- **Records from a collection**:
────────────────────────────────────────

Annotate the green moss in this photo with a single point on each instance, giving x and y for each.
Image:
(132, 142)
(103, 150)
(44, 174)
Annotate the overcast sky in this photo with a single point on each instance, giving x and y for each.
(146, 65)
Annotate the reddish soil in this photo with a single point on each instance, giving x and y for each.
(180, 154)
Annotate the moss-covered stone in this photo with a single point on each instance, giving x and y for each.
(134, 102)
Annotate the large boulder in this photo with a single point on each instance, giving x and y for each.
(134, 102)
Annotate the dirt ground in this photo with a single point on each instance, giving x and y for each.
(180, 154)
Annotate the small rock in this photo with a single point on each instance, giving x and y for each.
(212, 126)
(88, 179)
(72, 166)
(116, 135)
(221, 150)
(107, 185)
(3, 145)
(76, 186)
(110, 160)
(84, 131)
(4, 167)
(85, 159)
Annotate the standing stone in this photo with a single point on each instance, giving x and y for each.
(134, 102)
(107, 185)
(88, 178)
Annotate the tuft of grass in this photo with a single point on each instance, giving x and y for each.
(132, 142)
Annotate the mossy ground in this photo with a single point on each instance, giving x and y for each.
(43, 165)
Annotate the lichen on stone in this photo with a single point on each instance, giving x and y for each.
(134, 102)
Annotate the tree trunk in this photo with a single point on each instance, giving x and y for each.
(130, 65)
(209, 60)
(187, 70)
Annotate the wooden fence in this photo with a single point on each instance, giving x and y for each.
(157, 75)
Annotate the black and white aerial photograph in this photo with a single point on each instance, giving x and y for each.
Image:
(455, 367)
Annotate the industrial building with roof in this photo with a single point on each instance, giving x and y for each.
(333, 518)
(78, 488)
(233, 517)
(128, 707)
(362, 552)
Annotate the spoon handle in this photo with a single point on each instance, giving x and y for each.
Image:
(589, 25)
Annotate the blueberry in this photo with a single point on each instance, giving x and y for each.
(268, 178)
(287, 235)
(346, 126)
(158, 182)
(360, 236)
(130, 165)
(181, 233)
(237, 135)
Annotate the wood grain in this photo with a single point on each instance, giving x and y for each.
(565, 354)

────────────────────────────────────────

- **WHAT YOU ARE ASKED TO DO**: All entries must be repeated verbatim.

- **EXERCISE SOLUTION**:
Annotate the green moss in this photo with a single point on each instance, giving x and y for each.
Image:
(132, 142)
(103, 150)
(44, 174)
Annotate the overcast sky in this photo with a single point on each instance, giving x and y for each.
(146, 65)
Annotate the reddish soil in this photo with a single point on each instance, giving x and y for each.
(180, 154)
Annotate the moss-covered stone in this photo with a single point on each instance, giving x and y for each.
(134, 102)
Annotate the large boulder in this photo with a single point on each instance, giving x and y for each.
(134, 102)
Annotate the dirt ground in this photo with a single point on each instance, giving x and y for each.
(180, 154)
Annotate the small rock in this photo with a single point on each instance, giving x and y for each.
(212, 126)
(88, 179)
(72, 166)
(116, 135)
(221, 150)
(107, 185)
(3, 145)
(76, 186)
(110, 160)
(84, 131)
(4, 167)
(85, 159)
Annotate the standing stone in this photo with a single point on each instance, giving x and y for each.
(134, 102)
(107, 185)
(88, 178)
Annotate the tuft of grass in this photo with a single point on each instance, giving x and y for each.
(132, 142)
Annotate the mossy ground in this photo with a single point on each instance, giving x and y for each.
(43, 165)
Annotate the lichen on stone in this photo with a single point on each instance, giving x and y for each.
(134, 102)
Annotate the tree trunk in this photo with a single point on each instance, giving x and y for each.
(130, 65)
(209, 60)
(187, 70)
Annotate the wooden fence in this photo with a single point on each instance, giving x and y for each.
(157, 75)
Annotate the black and white aerial photograph in this photo with a single point on each instance, giving x and y for each.
Image:
(455, 367)
Annotate the industrial building with roof in this photo with a single point on each instance, giving x and y for each.
(333, 518)
(78, 488)
(233, 517)
(128, 707)
(362, 552)
Annotate the spoon handle in this photo with a single point on each instance, giving x and y for each.
Image:
(589, 25)
Annotate the blueberry in this photo with a single point on each instance, giving x and y for each.
(268, 178)
(287, 235)
(346, 126)
(158, 182)
(360, 236)
(130, 165)
(181, 233)
(237, 135)
Annotate the wood grain in this photo with a single point on each instance, giving x and y for each.
(565, 354)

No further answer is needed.